Nothing but the line with "Target: blurred head" and the lines after it should appear, each retyped exactly as in the listing.

Segment Start: Records to use

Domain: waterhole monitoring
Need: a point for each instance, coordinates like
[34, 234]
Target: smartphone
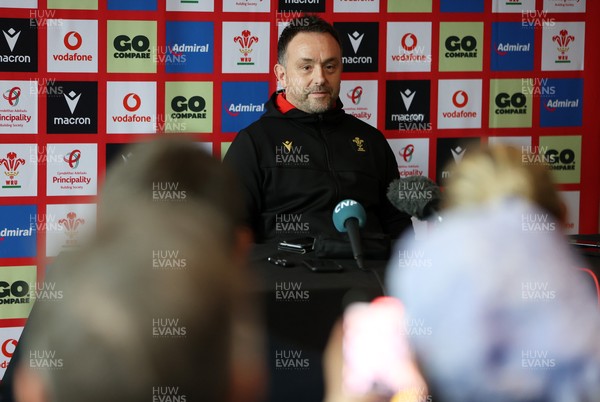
[377, 355]
[323, 265]
[299, 245]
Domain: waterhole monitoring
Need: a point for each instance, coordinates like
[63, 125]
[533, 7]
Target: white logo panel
[72, 169]
[459, 104]
[193, 6]
[564, 6]
[512, 6]
[412, 155]
[130, 107]
[408, 46]
[73, 46]
[18, 107]
[246, 47]
[356, 6]
[18, 170]
[248, 6]
[68, 226]
[563, 46]
[360, 100]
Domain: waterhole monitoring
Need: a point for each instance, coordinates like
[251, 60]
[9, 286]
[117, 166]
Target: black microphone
[349, 216]
[416, 196]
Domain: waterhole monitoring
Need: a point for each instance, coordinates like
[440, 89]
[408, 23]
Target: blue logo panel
[18, 231]
[243, 104]
[512, 47]
[190, 47]
[461, 6]
[147, 5]
[561, 103]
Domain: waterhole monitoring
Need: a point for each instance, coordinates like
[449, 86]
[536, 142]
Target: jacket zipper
[331, 172]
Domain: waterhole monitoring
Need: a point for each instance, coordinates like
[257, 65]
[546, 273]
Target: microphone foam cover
[348, 209]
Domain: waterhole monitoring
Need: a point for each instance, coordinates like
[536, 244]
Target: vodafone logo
[73, 40]
[460, 95]
[132, 102]
[409, 42]
[355, 94]
[8, 347]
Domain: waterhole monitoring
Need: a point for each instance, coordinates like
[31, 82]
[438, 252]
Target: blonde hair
[500, 171]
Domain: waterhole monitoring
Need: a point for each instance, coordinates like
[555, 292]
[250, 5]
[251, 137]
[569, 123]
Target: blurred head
[309, 65]
[169, 172]
[153, 306]
[498, 172]
[497, 309]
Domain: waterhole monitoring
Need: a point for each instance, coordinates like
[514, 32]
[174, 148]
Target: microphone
[417, 196]
[349, 216]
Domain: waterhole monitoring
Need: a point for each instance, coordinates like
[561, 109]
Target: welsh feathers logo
[245, 41]
[563, 40]
[11, 163]
[355, 94]
[71, 224]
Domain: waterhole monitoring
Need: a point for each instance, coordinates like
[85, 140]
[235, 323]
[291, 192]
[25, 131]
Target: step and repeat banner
[81, 78]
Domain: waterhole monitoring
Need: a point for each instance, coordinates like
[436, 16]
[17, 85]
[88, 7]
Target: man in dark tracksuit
[305, 154]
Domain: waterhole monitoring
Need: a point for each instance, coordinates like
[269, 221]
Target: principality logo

Segment End: Records to use

**Solution to this task:**
Target: blurred head
[309, 65]
[169, 172]
[153, 306]
[498, 172]
[497, 309]
Domain: waterhole monitoring
Need: a point for each instance, coordinates like
[514, 32]
[174, 148]
Target: microphone
[417, 196]
[349, 216]
Domain: waterhole monitoring
Need: a point for each instance, coordinates like
[561, 109]
Target: welsh feathers logo
[245, 41]
[563, 40]
[11, 163]
[355, 94]
[71, 224]
Domain: waterhole monitoring
Need: a point for each instance, coordinates like
[85, 140]
[235, 323]
[291, 192]
[25, 131]
Target: step and repeat banner
[81, 78]
Domain: waterhole monitoring
Need: a point for each instance, coordinates like
[436, 16]
[17, 85]
[88, 7]
Target: man in dark tracksuit
[305, 154]
Domain: waterhole monitoring
Need: a point for each instance, coordinates like
[269, 221]
Target: principality logo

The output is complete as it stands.